Record set =>

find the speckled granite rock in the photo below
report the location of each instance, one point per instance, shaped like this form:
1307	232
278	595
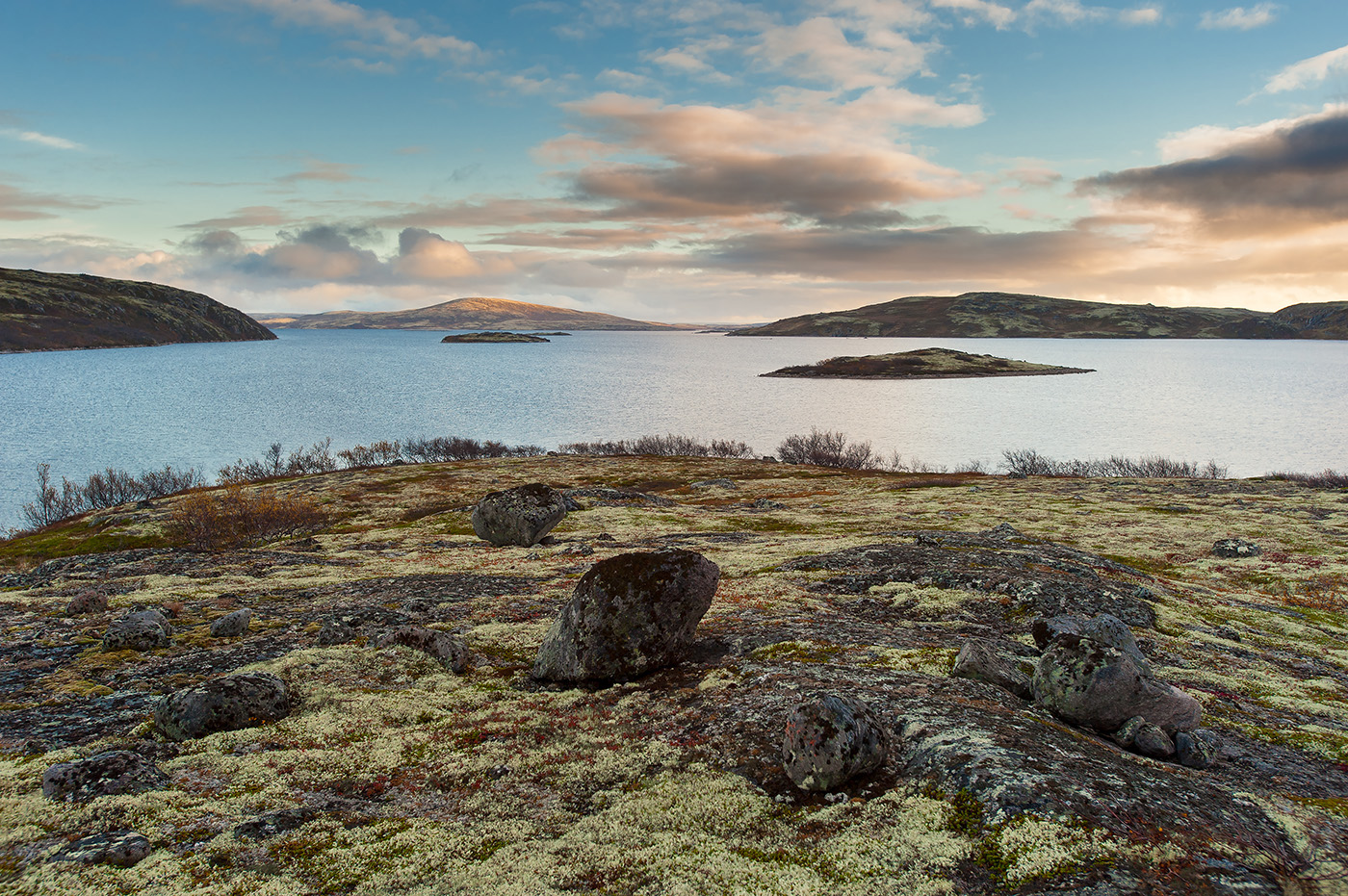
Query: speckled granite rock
519	516
1099	686
831	740
103	774
630	615
222	704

The problem => Render the material above as a JSON list of strings, one string per line and no blank lines. Leave out the picture.

Solution =>
[
  "find the speckled granite rock in the photo below",
  "report the location of each instance, one point per instance, shaped like this form:",
  "1307\t232",
  "278\t595",
  "Query: speckled granite rock",
  "519\t516",
  "1099\t686",
  "831\t740",
  "103\t774",
  "630\t615",
  "222\t704"
]